EXERCISE DIRECTIONS: From the line containing "Each instance receives one keypoint. Mark the mural" down to the final line of the entries below, quote every line verbatim. Exclude pictures.

Location identification entries:
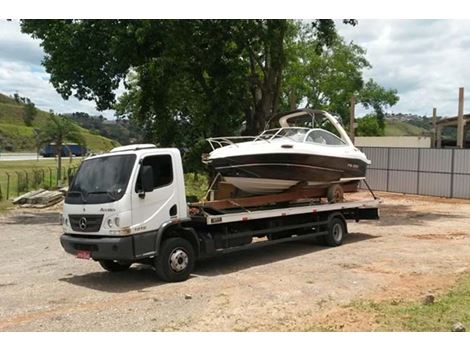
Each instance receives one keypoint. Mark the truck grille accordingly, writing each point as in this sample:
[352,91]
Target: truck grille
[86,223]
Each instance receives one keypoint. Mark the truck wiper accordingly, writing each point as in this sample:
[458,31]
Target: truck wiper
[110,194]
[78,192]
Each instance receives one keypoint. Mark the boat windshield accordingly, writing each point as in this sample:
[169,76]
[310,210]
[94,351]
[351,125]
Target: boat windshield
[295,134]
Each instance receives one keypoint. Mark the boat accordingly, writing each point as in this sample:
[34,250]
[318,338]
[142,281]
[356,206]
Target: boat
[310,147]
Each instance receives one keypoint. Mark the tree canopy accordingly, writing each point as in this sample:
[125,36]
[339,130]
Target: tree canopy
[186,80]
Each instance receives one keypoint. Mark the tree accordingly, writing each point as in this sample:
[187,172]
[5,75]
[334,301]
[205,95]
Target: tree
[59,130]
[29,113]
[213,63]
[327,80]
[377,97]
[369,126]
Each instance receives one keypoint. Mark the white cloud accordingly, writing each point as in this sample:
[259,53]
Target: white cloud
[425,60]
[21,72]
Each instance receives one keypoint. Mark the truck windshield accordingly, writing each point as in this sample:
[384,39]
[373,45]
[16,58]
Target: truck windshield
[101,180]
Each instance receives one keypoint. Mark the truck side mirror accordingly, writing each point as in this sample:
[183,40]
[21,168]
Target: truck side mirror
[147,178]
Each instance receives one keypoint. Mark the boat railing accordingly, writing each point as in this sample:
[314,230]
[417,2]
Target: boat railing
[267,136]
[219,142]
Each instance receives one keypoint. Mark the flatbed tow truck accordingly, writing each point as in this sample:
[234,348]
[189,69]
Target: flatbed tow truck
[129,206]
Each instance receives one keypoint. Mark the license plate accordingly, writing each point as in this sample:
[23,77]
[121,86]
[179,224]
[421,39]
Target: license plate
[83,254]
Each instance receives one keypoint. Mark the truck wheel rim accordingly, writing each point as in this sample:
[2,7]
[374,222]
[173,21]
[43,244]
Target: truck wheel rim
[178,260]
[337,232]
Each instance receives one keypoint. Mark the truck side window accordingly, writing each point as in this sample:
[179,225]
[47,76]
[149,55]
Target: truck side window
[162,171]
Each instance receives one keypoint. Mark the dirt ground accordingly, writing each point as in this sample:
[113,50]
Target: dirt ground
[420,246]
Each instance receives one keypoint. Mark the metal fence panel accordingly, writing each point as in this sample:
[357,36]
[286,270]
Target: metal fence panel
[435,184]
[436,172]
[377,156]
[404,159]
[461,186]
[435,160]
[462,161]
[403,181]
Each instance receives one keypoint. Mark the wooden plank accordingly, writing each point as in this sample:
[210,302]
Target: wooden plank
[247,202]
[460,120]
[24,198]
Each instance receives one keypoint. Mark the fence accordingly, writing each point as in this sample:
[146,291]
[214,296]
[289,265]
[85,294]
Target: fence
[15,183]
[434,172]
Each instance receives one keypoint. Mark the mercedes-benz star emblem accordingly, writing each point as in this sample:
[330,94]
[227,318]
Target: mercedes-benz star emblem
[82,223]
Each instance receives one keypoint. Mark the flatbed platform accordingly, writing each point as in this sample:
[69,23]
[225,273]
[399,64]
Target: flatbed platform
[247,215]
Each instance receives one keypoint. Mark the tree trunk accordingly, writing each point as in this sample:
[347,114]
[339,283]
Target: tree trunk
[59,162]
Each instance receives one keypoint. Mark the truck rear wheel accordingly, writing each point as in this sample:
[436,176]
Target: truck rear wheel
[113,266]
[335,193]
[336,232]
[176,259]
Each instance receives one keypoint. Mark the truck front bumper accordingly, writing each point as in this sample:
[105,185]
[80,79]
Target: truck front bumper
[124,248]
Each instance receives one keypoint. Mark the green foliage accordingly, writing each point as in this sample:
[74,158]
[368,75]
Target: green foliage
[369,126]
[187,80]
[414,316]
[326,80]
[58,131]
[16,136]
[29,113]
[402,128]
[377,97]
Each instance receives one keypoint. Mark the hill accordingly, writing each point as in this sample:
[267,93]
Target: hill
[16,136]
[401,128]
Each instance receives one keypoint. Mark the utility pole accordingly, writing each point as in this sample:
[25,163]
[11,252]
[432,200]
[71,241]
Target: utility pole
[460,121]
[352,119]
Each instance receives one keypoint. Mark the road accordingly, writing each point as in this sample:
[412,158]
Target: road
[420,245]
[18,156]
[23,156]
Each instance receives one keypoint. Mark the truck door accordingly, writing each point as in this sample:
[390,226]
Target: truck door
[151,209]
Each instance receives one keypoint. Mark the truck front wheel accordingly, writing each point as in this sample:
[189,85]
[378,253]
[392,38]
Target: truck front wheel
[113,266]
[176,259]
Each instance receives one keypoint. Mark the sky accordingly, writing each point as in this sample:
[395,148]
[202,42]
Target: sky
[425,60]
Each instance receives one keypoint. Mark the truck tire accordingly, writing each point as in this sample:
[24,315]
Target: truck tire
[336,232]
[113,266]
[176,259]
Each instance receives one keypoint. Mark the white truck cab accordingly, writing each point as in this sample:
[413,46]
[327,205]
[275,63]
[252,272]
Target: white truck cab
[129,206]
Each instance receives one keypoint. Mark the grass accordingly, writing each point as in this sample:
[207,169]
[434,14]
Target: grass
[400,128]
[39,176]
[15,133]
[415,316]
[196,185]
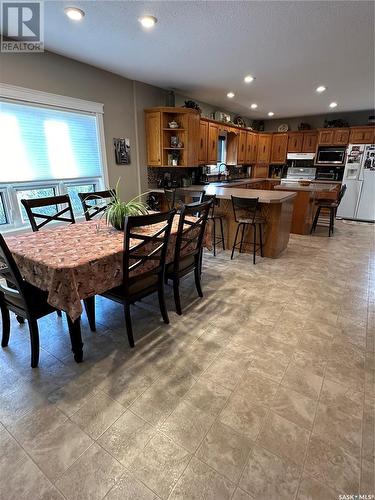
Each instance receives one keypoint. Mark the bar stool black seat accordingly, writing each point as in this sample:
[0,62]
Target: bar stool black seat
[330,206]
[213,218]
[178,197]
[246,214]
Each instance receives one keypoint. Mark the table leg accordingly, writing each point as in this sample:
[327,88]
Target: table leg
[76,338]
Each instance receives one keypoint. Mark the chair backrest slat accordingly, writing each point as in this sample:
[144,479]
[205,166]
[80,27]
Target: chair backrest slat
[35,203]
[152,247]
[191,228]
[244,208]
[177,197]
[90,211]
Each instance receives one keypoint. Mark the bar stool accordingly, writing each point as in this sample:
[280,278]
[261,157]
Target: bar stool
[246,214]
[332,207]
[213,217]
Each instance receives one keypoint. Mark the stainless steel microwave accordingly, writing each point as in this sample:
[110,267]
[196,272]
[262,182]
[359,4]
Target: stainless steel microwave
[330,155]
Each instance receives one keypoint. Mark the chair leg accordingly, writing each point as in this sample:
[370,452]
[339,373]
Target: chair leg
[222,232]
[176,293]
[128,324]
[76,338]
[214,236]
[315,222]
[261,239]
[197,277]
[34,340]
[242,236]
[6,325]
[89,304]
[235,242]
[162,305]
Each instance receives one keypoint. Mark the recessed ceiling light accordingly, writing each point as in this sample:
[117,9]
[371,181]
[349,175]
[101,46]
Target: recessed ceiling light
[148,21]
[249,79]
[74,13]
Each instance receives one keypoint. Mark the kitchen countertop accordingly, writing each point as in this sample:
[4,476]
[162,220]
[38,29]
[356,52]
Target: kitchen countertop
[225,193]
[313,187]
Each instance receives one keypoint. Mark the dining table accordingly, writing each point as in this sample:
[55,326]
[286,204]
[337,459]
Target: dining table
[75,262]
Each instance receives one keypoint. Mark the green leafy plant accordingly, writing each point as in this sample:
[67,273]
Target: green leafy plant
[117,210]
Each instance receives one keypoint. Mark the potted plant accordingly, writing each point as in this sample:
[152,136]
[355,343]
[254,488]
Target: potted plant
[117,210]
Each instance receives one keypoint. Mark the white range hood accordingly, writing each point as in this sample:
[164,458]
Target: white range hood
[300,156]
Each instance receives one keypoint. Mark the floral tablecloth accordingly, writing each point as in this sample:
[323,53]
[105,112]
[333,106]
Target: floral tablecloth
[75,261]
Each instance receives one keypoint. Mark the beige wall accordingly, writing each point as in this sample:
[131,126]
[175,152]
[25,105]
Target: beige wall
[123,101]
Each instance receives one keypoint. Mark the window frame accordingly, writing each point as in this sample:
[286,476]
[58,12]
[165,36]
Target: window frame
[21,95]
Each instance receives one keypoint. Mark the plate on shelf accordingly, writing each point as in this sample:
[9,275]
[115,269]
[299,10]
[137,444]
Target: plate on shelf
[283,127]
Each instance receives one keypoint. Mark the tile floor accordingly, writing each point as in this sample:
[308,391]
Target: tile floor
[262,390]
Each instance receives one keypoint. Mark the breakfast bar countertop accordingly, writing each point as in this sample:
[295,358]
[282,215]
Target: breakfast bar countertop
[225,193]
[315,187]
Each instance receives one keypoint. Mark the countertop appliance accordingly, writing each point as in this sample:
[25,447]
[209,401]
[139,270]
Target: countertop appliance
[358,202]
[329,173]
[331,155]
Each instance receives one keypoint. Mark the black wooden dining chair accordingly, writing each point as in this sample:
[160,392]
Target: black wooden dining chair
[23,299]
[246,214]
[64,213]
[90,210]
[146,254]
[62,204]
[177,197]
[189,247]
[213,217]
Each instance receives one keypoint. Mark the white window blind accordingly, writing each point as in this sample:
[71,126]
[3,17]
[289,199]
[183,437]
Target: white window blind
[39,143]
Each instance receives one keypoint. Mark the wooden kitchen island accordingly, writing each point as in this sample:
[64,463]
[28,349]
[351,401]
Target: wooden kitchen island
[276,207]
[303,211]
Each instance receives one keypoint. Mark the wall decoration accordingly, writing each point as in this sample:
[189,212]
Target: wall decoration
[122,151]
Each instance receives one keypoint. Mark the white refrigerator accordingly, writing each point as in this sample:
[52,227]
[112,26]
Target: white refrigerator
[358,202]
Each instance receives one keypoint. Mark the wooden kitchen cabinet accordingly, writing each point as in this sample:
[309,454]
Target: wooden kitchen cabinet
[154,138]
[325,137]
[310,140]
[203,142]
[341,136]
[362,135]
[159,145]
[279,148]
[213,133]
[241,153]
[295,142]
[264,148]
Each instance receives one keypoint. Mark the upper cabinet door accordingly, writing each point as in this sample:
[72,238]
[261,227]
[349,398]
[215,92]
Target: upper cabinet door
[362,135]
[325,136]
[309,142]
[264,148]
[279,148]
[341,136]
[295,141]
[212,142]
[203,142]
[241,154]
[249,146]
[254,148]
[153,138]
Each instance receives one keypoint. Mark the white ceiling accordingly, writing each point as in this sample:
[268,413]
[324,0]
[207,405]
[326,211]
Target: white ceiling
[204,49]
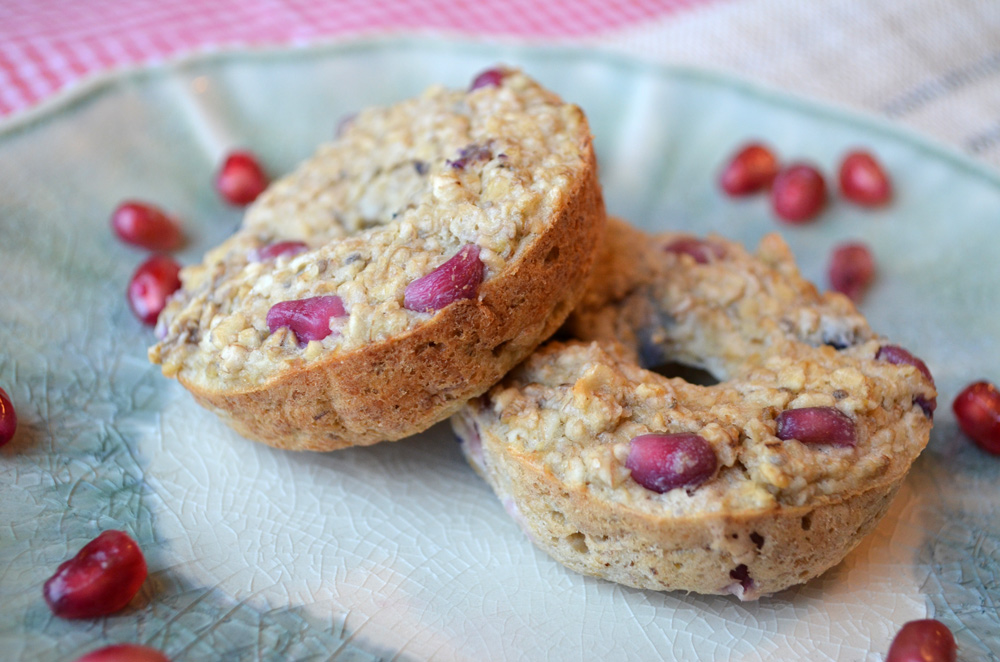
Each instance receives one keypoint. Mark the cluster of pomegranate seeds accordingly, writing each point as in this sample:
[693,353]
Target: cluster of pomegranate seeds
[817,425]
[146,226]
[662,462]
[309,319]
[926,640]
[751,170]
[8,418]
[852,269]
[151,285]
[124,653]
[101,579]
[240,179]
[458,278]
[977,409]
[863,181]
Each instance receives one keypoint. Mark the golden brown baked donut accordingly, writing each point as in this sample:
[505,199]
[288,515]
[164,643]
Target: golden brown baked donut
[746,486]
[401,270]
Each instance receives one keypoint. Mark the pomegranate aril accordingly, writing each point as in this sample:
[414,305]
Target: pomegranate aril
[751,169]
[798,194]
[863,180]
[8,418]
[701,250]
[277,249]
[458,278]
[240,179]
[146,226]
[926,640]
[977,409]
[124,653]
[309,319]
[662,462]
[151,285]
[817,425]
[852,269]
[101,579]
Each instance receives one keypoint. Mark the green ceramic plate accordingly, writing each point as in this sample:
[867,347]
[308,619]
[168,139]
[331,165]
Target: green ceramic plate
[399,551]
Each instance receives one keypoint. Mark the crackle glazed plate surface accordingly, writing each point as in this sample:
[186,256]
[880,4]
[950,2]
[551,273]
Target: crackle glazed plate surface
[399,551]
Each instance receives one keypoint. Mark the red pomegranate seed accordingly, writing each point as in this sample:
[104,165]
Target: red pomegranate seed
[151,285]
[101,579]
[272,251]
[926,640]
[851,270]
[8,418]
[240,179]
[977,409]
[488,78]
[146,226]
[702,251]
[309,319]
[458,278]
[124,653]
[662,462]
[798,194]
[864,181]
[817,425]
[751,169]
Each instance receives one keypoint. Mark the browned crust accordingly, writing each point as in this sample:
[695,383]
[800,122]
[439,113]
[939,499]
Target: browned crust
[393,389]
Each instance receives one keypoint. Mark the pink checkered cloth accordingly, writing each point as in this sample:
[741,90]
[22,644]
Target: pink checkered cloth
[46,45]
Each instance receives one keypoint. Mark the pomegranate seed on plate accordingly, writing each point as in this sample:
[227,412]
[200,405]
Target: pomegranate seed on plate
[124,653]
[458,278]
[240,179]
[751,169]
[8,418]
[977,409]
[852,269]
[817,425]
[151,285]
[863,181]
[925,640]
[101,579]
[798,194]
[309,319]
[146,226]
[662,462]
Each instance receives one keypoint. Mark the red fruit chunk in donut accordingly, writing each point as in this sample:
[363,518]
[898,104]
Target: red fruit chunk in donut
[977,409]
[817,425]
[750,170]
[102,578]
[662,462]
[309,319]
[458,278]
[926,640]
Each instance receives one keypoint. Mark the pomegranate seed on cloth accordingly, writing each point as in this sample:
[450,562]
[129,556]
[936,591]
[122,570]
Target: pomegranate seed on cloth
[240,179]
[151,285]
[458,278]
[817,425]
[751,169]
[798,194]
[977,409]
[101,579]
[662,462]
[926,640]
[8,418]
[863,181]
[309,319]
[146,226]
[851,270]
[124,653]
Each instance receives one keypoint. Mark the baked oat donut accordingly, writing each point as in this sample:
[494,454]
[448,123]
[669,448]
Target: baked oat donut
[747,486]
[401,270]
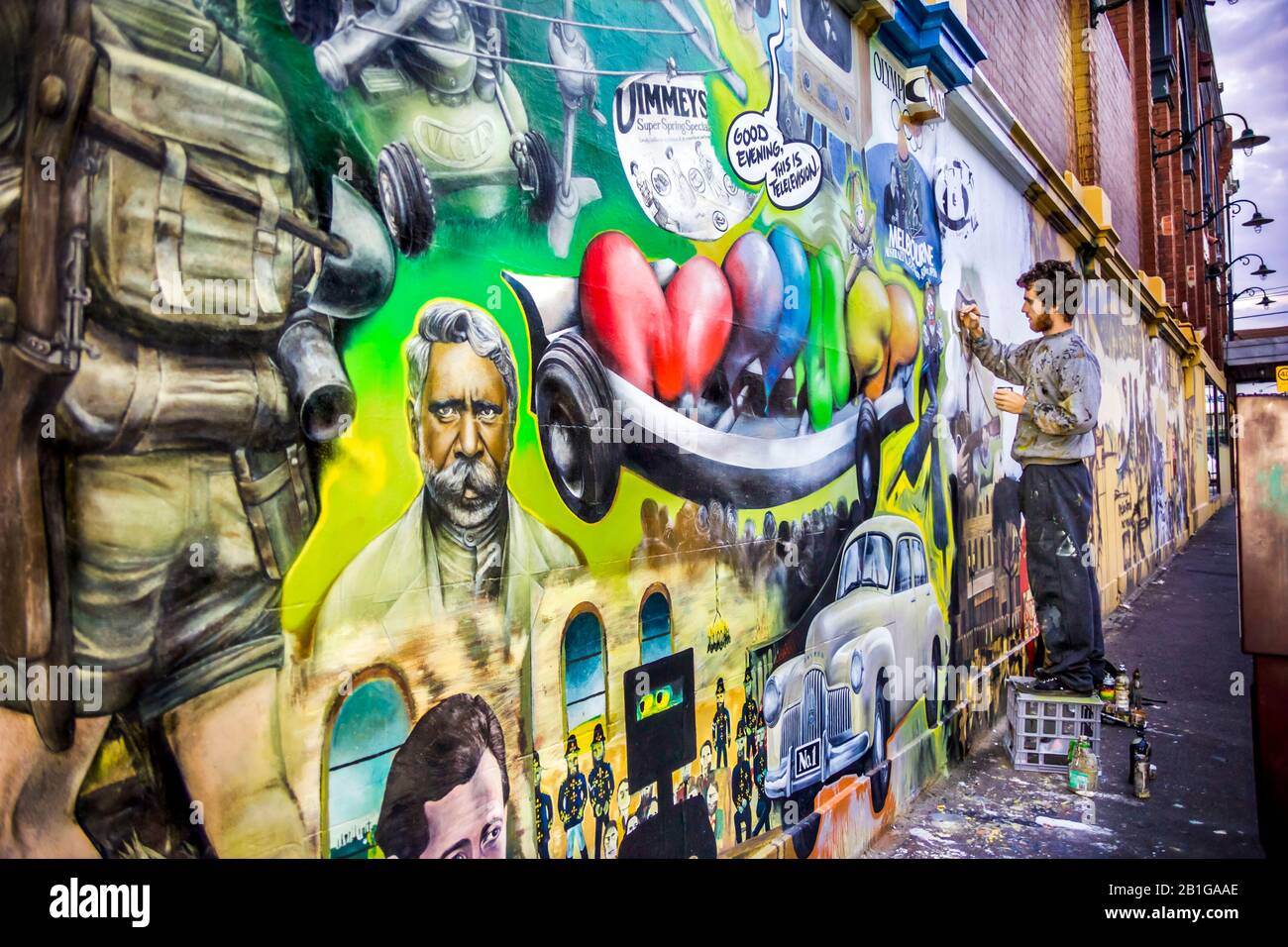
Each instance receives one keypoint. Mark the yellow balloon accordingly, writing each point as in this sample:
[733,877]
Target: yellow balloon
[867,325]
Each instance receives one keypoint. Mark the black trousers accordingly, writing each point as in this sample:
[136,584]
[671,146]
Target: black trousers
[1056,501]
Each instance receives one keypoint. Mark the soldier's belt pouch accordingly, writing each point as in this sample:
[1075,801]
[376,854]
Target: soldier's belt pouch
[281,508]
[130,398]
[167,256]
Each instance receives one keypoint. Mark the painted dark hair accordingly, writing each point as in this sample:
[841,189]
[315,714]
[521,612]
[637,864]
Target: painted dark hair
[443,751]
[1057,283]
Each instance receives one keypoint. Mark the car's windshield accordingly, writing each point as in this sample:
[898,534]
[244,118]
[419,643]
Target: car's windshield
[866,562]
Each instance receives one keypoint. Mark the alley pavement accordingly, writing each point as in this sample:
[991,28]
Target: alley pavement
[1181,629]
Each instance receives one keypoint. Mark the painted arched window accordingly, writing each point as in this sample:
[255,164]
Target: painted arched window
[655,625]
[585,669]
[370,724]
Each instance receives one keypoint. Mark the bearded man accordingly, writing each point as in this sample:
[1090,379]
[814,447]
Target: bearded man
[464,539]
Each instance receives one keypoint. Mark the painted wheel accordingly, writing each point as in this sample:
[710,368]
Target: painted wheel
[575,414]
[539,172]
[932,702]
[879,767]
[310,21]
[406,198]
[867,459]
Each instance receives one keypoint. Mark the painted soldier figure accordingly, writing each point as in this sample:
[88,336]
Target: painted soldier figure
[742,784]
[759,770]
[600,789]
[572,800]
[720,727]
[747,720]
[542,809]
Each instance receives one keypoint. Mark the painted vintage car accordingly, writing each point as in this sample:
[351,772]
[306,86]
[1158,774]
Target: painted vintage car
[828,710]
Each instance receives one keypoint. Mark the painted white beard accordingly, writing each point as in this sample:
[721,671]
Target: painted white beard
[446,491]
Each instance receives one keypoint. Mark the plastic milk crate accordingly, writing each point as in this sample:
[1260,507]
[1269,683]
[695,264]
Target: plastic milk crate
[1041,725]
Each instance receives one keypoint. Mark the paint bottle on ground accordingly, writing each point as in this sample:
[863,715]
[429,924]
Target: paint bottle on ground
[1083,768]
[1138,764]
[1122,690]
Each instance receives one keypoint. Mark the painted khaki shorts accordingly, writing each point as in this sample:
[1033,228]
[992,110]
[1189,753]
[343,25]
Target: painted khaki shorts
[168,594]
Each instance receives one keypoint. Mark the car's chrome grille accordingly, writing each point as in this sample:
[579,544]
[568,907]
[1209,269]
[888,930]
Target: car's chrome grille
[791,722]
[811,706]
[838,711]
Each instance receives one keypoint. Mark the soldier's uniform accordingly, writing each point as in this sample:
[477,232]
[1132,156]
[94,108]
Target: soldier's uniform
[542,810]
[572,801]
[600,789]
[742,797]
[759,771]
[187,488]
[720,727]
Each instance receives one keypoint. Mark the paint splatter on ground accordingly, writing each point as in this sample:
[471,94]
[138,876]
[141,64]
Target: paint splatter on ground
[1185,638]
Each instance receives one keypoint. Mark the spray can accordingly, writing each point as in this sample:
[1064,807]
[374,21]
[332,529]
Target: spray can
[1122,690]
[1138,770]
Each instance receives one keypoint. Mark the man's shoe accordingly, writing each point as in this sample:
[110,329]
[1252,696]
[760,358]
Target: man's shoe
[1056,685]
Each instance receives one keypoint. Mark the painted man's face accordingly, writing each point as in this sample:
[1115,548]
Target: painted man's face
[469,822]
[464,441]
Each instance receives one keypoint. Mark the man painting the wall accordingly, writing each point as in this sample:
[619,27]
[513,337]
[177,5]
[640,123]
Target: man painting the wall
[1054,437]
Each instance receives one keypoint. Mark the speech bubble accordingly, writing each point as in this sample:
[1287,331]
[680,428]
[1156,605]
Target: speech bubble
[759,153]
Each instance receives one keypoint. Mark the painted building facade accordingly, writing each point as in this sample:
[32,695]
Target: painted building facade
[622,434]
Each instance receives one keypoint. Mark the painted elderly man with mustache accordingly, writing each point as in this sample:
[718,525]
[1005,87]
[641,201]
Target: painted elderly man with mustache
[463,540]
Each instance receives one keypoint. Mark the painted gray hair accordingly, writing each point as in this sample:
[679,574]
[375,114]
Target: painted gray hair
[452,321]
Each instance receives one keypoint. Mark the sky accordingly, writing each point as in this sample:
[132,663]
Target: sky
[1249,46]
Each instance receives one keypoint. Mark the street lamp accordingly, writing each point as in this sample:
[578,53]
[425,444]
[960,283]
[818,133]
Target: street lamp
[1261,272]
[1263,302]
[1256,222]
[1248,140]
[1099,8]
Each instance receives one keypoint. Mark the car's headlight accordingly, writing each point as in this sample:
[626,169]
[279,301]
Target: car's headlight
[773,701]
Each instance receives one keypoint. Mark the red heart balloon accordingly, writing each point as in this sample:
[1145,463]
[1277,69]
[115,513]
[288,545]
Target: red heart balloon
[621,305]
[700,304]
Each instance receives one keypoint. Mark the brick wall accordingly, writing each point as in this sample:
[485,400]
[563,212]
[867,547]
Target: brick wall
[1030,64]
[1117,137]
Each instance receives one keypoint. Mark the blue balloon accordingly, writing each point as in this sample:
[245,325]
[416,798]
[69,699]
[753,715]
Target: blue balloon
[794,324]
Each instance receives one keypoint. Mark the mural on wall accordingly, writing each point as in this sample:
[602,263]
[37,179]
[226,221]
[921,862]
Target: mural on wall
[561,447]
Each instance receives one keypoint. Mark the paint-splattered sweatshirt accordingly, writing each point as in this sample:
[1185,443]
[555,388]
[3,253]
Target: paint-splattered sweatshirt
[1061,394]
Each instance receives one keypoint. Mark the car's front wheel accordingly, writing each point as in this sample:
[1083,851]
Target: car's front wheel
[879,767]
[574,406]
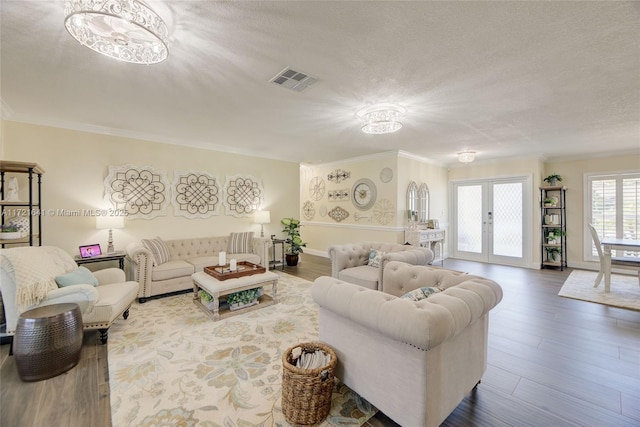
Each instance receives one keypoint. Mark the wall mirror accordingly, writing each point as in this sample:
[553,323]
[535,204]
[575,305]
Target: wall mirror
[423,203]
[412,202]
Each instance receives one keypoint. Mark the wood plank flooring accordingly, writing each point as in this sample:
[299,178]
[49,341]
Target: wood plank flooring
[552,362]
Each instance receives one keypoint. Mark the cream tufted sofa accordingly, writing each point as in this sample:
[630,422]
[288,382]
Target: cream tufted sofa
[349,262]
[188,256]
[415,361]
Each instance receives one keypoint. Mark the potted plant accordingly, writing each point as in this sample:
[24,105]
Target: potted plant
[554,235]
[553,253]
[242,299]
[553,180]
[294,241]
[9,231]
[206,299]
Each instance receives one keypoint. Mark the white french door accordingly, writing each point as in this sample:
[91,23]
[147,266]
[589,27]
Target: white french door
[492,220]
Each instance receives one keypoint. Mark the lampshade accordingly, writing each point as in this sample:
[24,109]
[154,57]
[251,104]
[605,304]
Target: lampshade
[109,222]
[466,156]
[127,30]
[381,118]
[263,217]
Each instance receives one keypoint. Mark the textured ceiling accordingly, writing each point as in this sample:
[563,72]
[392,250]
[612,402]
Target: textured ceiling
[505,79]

RESPONSE BELOW:
Each instance receives one keypoint. Mark the mural on wall accordingly, writing each point as in this sample:
[602,263]
[37,179]
[226,221]
[921,862]
Target: mural on wall
[561,447]
Each instance receives one keypoint. Mark the paint-splattered sweatshirt accordingly, writing each point as in this sample:
[1185,443]
[555,388]
[3,253]
Target: paint-splattered sweatshirt
[1061,394]
Each instance receives one keypoint. Mark the car's front wheel accordingly, writing each point as in this sample:
[1083,851]
Target: car's front wheel
[879,767]
[574,406]
Each instance receives one keypoint. Mark the wall mirror accordingly, writing each point as in this sample:
[553,323]
[535,204]
[575,305]
Target: wall mirror
[423,203]
[412,202]
Each instance receives one keypoint. Mark the wood plank flooring accordingly, writing each point as in this sample:
[299,178]
[49,341]
Target: wood plank flooring
[552,362]
Each instance receives one keypoint. Mark the cream tufted sofa accordingly, writing each point as in this sample:
[630,422]
[288,382]
Target: cream tufted sofa
[349,262]
[188,256]
[415,361]
Each instance receives one keypoint. Mark the potted plant accordingly, writing each point as in this sample:
[24,105]
Target: potted plant
[554,235]
[553,253]
[242,299]
[553,180]
[294,241]
[9,231]
[206,299]
Each instance receives one keypoint. Mark the white french door accordingly, writing each point as in this sample:
[91,23]
[147,266]
[589,27]
Target: white french door
[492,220]
Each instance receives one keypoint. Mark the lampshade accordingly, writing each point as in this sample:
[24,109]
[154,57]
[251,104]
[605,304]
Target: lampshade
[109,222]
[466,156]
[127,30]
[381,118]
[263,217]
Each instance receives one keypoint. Mark the textured ceiling accordingly, writing each point as in this sample:
[563,72]
[392,250]
[612,402]
Target: textured ceiling
[505,79]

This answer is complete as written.